## [Instruction]
Identify the line that contains "Target: plant stem" in the material. Output it and every line after it, unchanged, through the end.

## [Entries from a point annotation set]
▶

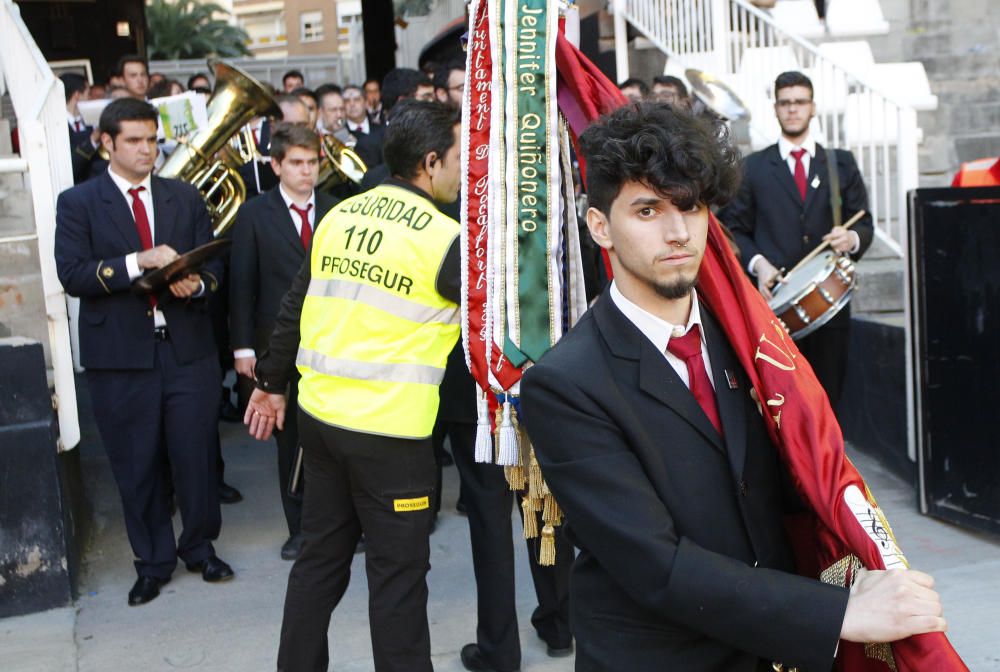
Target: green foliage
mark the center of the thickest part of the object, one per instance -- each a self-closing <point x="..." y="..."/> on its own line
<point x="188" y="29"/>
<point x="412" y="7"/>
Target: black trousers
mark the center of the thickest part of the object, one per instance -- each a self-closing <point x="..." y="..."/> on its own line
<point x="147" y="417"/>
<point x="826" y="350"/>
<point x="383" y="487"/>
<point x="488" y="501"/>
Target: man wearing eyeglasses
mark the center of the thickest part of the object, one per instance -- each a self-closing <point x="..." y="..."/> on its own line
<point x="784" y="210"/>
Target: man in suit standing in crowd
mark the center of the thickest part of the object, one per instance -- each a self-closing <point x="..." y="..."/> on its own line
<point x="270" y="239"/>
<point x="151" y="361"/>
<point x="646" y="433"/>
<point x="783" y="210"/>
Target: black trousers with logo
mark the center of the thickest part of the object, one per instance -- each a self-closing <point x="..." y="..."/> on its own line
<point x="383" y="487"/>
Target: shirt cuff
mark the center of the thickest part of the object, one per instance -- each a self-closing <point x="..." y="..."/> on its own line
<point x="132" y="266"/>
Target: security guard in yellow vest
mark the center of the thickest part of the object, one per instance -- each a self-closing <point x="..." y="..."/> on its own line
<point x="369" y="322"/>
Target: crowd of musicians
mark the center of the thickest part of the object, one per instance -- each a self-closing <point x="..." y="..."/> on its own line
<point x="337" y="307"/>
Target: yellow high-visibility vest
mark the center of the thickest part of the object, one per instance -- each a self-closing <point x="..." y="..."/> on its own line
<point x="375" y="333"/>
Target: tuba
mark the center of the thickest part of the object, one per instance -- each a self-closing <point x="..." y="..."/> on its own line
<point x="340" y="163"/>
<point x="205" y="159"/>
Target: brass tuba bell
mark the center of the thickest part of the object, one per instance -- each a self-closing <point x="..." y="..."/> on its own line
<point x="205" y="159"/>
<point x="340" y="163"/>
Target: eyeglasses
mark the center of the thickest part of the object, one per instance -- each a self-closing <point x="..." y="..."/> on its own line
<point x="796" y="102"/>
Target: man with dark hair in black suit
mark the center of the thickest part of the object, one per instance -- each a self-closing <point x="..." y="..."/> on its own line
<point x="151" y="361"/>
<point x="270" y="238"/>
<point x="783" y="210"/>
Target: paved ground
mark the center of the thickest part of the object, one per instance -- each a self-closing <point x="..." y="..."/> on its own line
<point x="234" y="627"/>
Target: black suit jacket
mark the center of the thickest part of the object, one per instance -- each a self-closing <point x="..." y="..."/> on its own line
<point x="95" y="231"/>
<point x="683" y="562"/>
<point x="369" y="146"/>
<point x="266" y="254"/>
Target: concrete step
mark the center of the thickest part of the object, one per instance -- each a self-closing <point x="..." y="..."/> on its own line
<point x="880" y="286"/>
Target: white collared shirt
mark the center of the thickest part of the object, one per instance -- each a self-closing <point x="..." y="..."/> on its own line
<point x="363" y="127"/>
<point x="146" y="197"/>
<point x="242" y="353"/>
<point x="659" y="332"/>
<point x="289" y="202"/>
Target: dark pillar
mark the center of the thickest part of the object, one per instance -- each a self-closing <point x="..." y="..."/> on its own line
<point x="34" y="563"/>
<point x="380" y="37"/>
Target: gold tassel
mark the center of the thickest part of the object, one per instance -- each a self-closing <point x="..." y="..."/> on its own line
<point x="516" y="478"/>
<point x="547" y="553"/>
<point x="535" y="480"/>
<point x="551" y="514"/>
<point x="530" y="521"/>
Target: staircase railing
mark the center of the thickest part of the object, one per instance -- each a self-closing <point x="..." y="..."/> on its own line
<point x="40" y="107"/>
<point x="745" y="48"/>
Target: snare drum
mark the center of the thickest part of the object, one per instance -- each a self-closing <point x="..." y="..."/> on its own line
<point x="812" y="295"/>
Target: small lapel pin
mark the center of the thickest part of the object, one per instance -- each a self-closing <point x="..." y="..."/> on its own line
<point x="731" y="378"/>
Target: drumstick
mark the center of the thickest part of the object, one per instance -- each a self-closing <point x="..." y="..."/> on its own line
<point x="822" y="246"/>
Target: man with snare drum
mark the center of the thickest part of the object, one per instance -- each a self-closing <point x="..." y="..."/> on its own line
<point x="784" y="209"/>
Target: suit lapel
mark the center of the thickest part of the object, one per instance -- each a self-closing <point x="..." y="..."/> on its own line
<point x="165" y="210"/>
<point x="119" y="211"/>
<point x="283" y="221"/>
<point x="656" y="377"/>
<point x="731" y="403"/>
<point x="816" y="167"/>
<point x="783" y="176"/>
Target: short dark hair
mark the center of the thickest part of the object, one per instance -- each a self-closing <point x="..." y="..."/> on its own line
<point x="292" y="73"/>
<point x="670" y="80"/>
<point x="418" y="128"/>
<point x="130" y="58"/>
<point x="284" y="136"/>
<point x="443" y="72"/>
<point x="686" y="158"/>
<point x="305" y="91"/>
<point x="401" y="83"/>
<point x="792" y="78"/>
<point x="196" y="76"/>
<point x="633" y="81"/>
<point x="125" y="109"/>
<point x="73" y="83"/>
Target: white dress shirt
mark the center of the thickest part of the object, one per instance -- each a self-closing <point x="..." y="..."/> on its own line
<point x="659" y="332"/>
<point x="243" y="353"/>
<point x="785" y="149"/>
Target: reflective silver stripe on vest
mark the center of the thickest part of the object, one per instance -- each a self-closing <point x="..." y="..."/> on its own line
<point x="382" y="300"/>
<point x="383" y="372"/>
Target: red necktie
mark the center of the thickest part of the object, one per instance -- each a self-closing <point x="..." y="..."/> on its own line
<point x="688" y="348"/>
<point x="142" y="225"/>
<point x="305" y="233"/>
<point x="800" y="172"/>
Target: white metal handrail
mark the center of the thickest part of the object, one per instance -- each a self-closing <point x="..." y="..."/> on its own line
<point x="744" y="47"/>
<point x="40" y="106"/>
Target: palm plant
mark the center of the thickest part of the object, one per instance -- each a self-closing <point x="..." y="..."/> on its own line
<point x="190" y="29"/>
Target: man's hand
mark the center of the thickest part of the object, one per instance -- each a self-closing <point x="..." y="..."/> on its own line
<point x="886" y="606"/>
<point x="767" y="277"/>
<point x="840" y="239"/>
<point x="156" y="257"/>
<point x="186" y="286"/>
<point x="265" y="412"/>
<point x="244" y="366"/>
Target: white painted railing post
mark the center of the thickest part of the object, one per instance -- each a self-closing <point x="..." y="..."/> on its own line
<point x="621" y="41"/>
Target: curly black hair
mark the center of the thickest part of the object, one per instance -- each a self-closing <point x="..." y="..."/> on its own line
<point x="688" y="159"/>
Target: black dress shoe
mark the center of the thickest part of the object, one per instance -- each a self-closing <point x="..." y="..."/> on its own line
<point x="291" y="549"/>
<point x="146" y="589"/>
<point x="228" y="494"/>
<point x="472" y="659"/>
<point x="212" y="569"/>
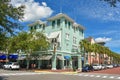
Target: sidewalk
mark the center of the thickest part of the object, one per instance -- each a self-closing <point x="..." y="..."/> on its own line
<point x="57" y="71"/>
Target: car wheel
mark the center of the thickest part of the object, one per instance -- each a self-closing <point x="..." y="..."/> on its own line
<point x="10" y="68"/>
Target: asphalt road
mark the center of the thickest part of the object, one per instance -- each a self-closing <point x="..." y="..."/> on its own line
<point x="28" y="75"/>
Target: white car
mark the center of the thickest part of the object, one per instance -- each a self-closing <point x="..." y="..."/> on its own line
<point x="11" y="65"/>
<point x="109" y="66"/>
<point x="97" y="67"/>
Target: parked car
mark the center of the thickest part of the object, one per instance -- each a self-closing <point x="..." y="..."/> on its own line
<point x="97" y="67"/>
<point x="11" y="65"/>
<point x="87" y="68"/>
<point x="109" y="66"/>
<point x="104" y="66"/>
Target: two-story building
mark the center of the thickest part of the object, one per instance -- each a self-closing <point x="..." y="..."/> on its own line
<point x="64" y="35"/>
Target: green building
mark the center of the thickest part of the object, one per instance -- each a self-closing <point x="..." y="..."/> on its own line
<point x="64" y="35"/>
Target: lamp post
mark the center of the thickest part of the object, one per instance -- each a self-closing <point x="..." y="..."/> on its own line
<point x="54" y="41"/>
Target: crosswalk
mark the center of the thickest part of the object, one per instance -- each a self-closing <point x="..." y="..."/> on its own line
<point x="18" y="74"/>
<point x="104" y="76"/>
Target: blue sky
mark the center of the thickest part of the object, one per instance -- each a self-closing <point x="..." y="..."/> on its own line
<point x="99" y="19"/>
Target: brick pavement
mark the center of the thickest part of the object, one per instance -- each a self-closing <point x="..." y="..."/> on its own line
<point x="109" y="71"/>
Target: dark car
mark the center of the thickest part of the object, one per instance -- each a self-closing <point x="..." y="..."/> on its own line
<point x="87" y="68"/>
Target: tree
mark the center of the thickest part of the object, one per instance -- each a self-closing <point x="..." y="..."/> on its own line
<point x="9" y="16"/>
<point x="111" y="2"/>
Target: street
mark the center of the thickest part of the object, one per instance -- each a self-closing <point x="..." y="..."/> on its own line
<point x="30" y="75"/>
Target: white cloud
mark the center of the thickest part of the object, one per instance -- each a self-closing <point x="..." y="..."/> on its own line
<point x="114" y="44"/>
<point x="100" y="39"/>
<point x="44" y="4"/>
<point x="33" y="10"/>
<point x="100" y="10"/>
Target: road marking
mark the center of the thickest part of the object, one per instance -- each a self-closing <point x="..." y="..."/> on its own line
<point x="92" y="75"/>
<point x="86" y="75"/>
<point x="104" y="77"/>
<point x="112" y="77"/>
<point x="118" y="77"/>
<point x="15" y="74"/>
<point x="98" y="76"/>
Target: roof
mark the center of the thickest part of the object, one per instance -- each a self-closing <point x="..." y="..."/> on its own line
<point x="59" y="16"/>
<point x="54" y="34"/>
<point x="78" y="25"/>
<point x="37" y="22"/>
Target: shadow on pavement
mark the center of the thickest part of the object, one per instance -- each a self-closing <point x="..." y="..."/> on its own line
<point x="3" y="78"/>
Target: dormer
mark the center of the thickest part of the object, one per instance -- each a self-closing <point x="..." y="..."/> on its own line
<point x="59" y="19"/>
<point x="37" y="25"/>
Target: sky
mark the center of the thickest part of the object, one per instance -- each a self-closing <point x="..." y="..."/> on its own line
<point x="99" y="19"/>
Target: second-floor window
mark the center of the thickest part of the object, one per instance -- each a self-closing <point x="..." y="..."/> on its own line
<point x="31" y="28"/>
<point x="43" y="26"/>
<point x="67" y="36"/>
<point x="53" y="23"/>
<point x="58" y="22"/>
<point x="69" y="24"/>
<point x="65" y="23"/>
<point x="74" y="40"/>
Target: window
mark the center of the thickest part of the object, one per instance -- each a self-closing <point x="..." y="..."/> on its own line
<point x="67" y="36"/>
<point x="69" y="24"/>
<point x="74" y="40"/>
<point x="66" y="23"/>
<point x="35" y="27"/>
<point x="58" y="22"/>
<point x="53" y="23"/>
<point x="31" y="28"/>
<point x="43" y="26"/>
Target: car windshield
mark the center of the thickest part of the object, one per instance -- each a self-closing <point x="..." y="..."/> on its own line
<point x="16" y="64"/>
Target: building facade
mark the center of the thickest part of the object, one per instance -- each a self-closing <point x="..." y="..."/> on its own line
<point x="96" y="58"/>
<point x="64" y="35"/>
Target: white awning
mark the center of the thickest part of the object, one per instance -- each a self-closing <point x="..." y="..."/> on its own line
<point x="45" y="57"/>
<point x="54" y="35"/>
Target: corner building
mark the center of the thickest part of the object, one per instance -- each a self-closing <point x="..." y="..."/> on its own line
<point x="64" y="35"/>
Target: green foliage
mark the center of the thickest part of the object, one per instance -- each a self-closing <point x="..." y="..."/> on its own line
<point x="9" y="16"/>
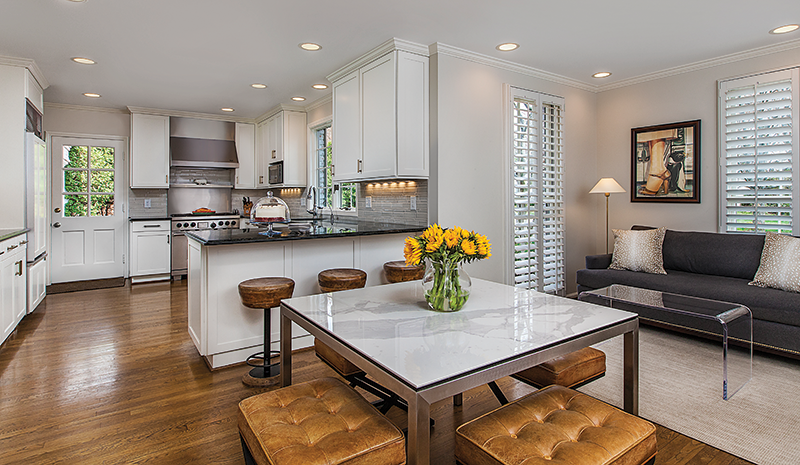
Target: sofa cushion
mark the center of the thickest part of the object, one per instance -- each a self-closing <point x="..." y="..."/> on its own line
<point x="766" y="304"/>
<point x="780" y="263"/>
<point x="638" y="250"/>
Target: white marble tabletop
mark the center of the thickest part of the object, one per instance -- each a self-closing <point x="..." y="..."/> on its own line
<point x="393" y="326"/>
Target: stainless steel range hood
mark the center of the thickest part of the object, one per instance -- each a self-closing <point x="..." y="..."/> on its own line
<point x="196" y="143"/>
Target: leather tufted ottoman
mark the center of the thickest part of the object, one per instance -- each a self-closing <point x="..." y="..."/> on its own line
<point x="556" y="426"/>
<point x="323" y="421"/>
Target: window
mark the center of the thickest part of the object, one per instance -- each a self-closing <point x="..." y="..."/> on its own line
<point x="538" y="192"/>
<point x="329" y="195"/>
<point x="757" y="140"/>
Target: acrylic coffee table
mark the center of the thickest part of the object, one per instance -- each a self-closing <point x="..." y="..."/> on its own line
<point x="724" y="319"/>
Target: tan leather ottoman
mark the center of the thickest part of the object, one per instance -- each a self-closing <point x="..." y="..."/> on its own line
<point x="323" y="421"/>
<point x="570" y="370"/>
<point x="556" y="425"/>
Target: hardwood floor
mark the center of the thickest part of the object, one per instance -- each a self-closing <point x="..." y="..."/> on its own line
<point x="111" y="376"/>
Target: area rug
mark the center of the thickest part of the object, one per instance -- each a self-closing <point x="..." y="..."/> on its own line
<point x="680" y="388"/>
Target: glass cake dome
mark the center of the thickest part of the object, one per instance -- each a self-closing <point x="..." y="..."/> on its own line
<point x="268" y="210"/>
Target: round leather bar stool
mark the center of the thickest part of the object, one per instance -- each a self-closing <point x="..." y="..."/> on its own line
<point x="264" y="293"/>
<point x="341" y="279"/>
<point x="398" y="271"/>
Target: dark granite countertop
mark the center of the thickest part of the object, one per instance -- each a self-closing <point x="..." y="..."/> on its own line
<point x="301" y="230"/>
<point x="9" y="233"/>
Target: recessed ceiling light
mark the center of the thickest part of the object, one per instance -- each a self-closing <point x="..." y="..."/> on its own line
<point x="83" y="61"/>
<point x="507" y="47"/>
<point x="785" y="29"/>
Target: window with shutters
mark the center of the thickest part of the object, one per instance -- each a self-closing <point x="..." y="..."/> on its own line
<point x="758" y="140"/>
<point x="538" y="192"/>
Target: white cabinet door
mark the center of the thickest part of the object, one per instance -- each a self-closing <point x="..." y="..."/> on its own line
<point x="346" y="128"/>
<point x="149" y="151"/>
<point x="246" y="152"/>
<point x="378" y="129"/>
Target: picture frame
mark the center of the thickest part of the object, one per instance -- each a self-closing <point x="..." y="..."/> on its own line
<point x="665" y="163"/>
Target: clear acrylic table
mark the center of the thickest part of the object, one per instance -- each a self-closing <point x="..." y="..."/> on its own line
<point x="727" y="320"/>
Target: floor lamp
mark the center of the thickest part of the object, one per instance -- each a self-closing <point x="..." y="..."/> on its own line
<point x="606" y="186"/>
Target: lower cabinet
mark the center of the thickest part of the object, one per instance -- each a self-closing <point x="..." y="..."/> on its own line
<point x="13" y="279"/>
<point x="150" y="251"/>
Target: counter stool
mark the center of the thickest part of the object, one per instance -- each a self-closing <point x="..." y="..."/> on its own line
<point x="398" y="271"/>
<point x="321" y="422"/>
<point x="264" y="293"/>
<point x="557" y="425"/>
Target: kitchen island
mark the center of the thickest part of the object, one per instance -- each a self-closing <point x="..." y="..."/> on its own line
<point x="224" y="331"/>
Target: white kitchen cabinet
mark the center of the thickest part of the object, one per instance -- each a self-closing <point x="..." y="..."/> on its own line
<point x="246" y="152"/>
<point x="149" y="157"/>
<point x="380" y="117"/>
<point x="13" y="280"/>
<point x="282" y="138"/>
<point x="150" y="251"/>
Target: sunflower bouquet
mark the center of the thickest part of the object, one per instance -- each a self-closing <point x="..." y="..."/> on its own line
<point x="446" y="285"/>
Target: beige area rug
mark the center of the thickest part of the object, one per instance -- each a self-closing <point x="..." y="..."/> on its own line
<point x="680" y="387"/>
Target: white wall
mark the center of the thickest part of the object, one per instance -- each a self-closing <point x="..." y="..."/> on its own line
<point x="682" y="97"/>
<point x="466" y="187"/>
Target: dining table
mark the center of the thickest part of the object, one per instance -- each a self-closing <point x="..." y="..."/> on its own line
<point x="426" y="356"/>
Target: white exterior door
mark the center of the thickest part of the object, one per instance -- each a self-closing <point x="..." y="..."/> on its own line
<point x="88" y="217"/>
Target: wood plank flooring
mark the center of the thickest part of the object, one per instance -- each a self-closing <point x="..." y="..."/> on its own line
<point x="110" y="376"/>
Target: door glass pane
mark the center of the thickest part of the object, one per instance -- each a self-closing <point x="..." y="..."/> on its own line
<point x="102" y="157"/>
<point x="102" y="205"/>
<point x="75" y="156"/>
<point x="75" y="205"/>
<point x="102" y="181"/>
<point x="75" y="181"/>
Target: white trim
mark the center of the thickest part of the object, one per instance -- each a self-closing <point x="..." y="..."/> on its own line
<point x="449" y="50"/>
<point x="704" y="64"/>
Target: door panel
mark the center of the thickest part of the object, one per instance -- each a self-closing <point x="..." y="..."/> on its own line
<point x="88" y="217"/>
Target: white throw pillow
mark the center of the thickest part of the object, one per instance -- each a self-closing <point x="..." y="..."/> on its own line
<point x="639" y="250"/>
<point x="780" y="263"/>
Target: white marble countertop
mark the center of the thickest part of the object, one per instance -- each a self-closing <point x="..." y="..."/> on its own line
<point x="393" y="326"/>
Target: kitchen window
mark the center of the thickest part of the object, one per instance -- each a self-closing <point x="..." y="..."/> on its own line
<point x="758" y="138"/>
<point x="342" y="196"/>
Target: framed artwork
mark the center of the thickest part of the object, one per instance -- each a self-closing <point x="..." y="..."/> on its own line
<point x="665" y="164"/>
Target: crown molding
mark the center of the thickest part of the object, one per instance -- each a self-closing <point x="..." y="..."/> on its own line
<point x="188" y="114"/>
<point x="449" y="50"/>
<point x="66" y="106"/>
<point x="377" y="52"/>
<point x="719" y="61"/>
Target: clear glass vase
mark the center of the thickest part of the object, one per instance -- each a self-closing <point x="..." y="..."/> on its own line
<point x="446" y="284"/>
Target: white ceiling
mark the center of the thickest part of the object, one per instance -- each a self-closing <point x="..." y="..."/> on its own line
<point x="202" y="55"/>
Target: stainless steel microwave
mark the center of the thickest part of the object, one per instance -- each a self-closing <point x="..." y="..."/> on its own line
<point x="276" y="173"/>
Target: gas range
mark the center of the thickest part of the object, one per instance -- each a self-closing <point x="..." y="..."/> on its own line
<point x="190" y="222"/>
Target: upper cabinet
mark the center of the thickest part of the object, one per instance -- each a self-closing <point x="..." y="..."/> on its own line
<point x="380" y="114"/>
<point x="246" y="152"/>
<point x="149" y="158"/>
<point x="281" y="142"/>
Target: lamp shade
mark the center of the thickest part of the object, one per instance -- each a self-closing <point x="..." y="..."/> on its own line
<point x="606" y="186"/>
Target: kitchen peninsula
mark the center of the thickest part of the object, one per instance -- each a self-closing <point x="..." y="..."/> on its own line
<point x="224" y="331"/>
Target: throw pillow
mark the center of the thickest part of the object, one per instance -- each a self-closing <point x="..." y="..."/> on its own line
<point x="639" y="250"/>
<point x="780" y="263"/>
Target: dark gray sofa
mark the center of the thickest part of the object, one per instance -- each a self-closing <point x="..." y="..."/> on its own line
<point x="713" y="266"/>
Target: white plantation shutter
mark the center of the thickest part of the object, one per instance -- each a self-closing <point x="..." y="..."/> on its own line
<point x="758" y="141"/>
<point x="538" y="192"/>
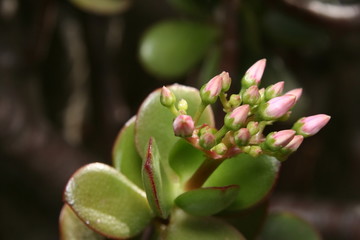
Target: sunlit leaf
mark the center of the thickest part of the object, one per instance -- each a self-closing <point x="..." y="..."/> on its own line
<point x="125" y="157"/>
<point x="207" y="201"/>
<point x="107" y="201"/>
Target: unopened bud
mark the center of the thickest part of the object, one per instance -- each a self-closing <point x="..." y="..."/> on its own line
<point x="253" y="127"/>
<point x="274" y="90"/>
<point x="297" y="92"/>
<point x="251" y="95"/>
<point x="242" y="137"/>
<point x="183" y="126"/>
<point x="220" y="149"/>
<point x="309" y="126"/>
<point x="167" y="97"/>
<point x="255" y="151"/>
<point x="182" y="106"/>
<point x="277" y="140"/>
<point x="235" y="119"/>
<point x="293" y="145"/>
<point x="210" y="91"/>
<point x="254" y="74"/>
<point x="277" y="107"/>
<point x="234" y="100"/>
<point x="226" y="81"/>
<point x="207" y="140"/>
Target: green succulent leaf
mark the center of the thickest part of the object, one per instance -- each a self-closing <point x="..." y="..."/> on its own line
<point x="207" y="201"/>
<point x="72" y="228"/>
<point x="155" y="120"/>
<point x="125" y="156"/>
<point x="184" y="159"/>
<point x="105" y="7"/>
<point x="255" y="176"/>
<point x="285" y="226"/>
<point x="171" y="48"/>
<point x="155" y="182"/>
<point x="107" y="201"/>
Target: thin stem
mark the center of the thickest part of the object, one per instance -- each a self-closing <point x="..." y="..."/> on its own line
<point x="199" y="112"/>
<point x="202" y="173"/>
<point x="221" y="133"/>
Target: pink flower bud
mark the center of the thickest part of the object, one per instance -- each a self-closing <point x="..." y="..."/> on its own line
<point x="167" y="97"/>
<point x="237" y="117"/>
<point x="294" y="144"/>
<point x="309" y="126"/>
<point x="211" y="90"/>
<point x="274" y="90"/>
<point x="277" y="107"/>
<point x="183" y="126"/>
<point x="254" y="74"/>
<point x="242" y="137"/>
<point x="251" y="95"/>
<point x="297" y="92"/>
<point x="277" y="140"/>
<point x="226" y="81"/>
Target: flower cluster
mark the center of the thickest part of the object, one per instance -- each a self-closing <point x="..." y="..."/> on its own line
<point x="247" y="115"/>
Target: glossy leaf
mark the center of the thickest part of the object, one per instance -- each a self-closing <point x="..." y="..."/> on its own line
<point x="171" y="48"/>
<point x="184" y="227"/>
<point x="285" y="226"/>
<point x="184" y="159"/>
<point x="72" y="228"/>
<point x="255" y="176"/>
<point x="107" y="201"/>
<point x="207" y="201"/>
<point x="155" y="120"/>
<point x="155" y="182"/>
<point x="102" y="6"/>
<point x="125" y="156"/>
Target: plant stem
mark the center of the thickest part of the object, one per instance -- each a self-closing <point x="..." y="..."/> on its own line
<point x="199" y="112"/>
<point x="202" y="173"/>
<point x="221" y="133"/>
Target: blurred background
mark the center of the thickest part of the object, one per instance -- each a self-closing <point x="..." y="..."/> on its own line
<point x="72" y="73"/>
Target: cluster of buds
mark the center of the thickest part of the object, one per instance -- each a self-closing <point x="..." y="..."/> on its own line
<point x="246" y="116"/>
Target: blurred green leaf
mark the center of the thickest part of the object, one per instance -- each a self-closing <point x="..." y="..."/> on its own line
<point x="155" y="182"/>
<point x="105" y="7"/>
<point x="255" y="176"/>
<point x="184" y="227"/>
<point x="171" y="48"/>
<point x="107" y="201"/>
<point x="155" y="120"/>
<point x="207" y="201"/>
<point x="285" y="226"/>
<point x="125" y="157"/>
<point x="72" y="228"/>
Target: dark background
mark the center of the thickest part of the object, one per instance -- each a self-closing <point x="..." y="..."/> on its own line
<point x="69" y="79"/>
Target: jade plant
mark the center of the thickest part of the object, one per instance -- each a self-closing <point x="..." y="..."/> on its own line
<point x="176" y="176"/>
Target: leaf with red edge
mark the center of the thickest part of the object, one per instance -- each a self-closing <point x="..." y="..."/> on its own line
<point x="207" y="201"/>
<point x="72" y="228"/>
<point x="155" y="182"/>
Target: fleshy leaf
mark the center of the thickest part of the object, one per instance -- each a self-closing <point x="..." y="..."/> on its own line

◀

## [Correct response]
Target: plant stem
mark the center of the thickest part of the object, one per instance -- each a self-closing <point x="..." y="..."/> on its own line
<point x="199" y="112"/>
<point x="202" y="173"/>
<point x="221" y="133"/>
Target: blurred background
mark the center of the thickest part of the object, one per instance -- each a self-closing <point x="..." y="..."/> on its own line
<point x="72" y="73"/>
Target: cluster of buds
mark the center of the thickest part of the object, one per instance -- each a self-closing <point x="..." y="..."/> on its own line
<point x="246" y="116"/>
Target: blurred green leaf
mark the center of the thickest part of the object, one per instance -- each a self-closing <point x="..." y="..."/> on its own line
<point x="155" y="182"/>
<point x="105" y="7"/>
<point x="255" y="176"/>
<point x="184" y="227"/>
<point x="171" y="48"/>
<point x="107" y="201"/>
<point x="155" y="120"/>
<point x="207" y="201"/>
<point x="285" y="226"/>
<point x="125" y="157"/>
<point x="72" y="228"/>
Target: dark background
mark the center of the thickest part of the object, one per instance -- each a self-closing <point x="..." y="..."/> on its own line
<point x="69" y="79"/>
Target: jade plant
mark the center of the thickest part of the object, one per instance -- each a self-closing <point x="..." y="..."/> on its own line
<point x="176" y="176"/>
Target: leaf with red edge
mark the center of the thickest part of the object, one per instance -- each a self-closing <point x="..." y="..."/> on its own line
<point x="207" y="201"/>
<point x="72" y="228"/>
<point x="155" y="182"/>
Target: fleshy leaf
mark the center of the thickest part of the object, one per instance -- each a self-closing <point x="..." y="..."/> on its own line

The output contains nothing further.